■ Entries provided

——

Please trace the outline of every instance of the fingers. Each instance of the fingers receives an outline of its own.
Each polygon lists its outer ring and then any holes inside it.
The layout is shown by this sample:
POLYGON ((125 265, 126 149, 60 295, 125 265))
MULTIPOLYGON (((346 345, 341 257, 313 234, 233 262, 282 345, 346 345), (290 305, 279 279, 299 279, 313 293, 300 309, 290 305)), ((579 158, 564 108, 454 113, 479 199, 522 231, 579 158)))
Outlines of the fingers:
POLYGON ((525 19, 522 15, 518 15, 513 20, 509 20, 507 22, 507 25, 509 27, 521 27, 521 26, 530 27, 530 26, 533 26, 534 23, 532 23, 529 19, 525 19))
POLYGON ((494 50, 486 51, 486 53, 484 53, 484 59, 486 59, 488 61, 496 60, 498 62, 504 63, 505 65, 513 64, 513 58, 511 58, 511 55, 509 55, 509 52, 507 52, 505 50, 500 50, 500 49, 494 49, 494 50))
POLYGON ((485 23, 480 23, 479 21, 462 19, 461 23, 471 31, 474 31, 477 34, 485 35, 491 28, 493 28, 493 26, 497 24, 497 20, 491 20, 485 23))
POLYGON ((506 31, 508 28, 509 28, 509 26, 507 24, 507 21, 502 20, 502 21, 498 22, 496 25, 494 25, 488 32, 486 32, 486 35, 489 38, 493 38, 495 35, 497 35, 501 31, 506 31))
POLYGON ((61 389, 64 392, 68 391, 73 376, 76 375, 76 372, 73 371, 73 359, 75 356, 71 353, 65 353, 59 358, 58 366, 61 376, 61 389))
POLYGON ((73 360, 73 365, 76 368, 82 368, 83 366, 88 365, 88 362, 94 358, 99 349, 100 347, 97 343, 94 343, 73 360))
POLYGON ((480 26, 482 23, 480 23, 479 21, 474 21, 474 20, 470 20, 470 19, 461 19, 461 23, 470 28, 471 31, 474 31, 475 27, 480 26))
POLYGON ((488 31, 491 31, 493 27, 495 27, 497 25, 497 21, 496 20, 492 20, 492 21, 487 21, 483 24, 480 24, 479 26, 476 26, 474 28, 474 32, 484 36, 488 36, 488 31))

——

Render every line of the records above as a numbered list, omitting any blank lines.

■ Correct answer
1. Please trace the outline of every instance of the fingers. Each instance of the fingers receives an outline of its own.
2. Each polygon lists its outer ring and then any holes inside it.
3. The layout is shown by this sample:
4. POLYGON ((125 265, 126 149, 60 295, 125 265))
5. MULTIPOLYGON (((346 345, 341 257, 313 234, 233 262, 282 345, 346 345), (290 305, 279 279, 299 279, 313 293, 300 309, 290 305)), ((579 158, 564 108, 454 113, 479 199, 522 231, 579 158)))
6. Outlines of the fingers:
7. POLYGON ((525 19, 522 15, 518 15, 513 20, 509 20, 507 22, 507 25, 509 27, 521 27, 521 26, 530 27, 530 26, 533 26, 534 23, 532 23, 529 19, 525 19))
8. POLYGON ((494 50, 486 51, 486 53, 484 53, 484 59, 486 59, 488 61, 496 60, 498 62, 504 63, 505 65, 513 64, 513 58, 511 58, 511 55, 509 55, 509 52, 507 52, 505 50, 500 50, 500 49, 494 49, 494 50))
9. POLYGON ((485 23, 480 23, 479 21, 462 19, 461 23, 471 31, 474 31, 477 34, 485 35, 491 28, 493 28, 493 26, 497 24, 497 20, 491 20, 485 23))
10. POLYGON ((506 31, 508 28, 509 28, 509 26, 507 24, 507 21, 502 20, 502 21, 498 22, 496 25, 494 25, 488 32, 486 32, 486 35, 489 38, 493 38, 495 35, 497 35, 501 31, 506 31))
11. POLYGON ((61 389, 64 392, 68 391, 73 376, 76 375, 76 372, 73 371, 73 359, 75 356, 71 353, 65 353, 59 358, 58 366, 61 376, 61 389))
12. POLYGON ((73 360, 73 365, 76 368, 82 368, 83 366, 88 365, 88 362, 94 358, 99 349, 100 347, 97 343, 94 343, 73 360))
13. POLYGON ((480 26, 482 23, 480 23, 479 21, 474 21, 474 20, 470 20, 470 19, 461 19, 461 23, 470 28, 471 31, 474 31, 475 27, 480 26))
14. POLYGON ((488 31, 491 31, 493 27, 495 27, 497 25, 497 21, 496 20, 492 20, 492 21, 487 21, 483 24, 480 24, 479 26, 476 26, 474 28, 474 32, 484 36, 488 36, 488 31))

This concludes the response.